## DIRECTIONS FOR THIS TASK
Restate all of the entries exactly, dropping any pictures they hold.

--- MATERIAL SUPPLIED ---

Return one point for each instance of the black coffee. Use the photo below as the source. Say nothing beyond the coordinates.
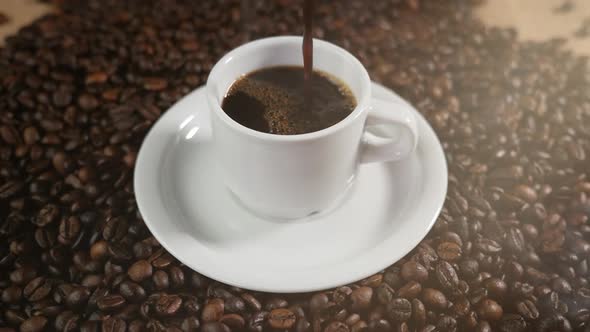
(273, 100)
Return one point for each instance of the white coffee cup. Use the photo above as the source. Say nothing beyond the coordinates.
(295, 176)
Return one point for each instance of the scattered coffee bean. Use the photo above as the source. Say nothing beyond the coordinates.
(281, 319)
(361, 297)
(399, 309)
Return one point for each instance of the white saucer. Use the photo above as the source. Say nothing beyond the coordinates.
(388, 211)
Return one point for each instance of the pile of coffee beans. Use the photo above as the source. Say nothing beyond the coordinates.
(79, 90)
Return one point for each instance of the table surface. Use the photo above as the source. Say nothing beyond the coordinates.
(535, 20)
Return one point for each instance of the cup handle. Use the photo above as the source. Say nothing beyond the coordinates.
(396, 115)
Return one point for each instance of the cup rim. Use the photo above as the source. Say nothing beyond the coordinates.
(362, 100)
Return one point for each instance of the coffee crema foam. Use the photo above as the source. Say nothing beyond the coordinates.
(272, 100)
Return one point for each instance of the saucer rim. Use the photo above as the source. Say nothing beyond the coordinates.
(216, 273)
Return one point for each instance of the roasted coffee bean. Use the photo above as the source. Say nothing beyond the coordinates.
(340, 295)
(190, 324)
(110, 302)
(410, 290)
(131, 291)
(434, 299)
(496, 288)
(67, 321)
(113, 324)
(34, 324)
(281, 319)
(488, 246)
(168, 305)
(213, 310)
(275, 303)
(555, 322)
(140, 270)
(23, 275)
(233, 321)
(235, 305)
(512, 323)
(319, 302)
(414, 271)
(399, 309)
(384, 294)
(361, 298)
(449, 251)
(115, 229)
(489, 310)
(527, 309)
(214, 327)
(37, 289)
(446, 275)
(251, 302)
(69, 228)
(447, 323)
(12, 294)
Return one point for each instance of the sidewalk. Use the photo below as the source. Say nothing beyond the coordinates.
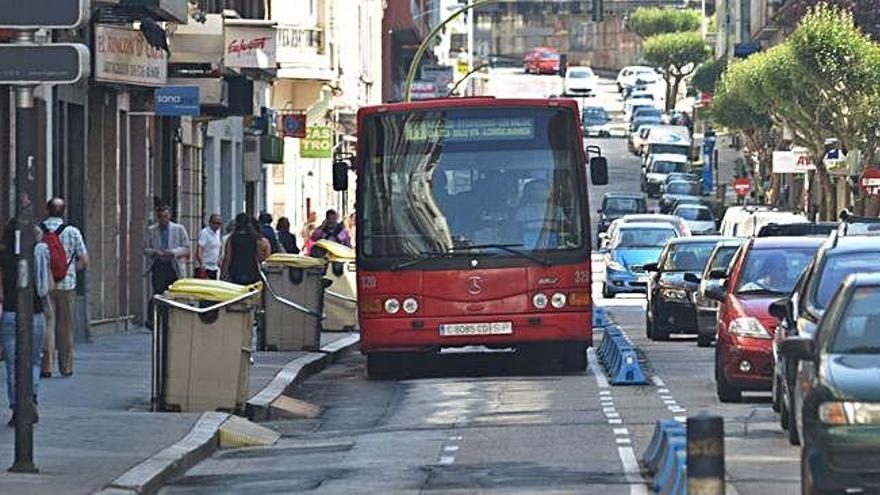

---

## ANSWER BOX
Return one point for each instance of the black coffee. Use the photo below as the source. Say nothing beyond the coordinates.
(273, 100)
Return one point for each instance of the white coffee cup. Use the photo above as the source. Say nothing beyond the coordinates.
(295, 176)
Return one point for each instance of the scattered coffee bean. Use the photo above as the source. Say nothing beyond the coordinates.
(281, 319)
(361, 297)
(399, 309)
Return one point for each instance of the white saucer. Use the photo above as the source. Say nothing beyond the coordinates.
(388, 211)
Return one point for each instance of the pile of coffee beans. Use the photo above as the source. Say nothing beyond the coordinates.
(79, 90)
Return one point for each instance of the table surface. Use the photo above as the source. Say nothing beyond the coordinates.
(535, 20)
Return one point for each instance of the cup handle. Use the photo above as the source. Say nothing beyond the coordinates.
(396, 115)
Return one point for each instance of the cup rim. Use the photo above as the source. Say nothing beyond the coordinates.
(362, 100)
Return one point for each instance of the coffee crema foam. Use the photo above as the source. Say nothing beyond the coordinates.
(272, 100)
Return one point for each instance of the saucer rim. Use the photo above as the source. Say nothing beyond the coordinates.
(216, 273)
Return one point for each instance of the roasted coffee bean. Use the photo above as the source. Say nothing beyond the coordinates.
(340, 295)
(190, 324)
(110, 302)
(410, 290)
(131, 291)
(434, 299)
(496, 288)
(67, 321)
(113, 324)
(34, 324)
(281, 319)
(488, 246)
(168, 305)
(213, 310)
(275, 303)
(555, 322)
(140, 270)
(23, 275)
(233, 321)
(235, 305)
(512, 323)
(319, 302)
(414, 271)
(399, 309)
(384, 294)
(361, 298)
(449, 251)
(115, 229)
(489, 310)
(527, 309)
(214, 327)
(37, 289)
(446, 275)
(251, 302)
(69, 228)
(447, 323)
(12, 294)
Return one point for each instance of the sidewalk. Use the photo below as the source. Say nothing beyond the coordinates.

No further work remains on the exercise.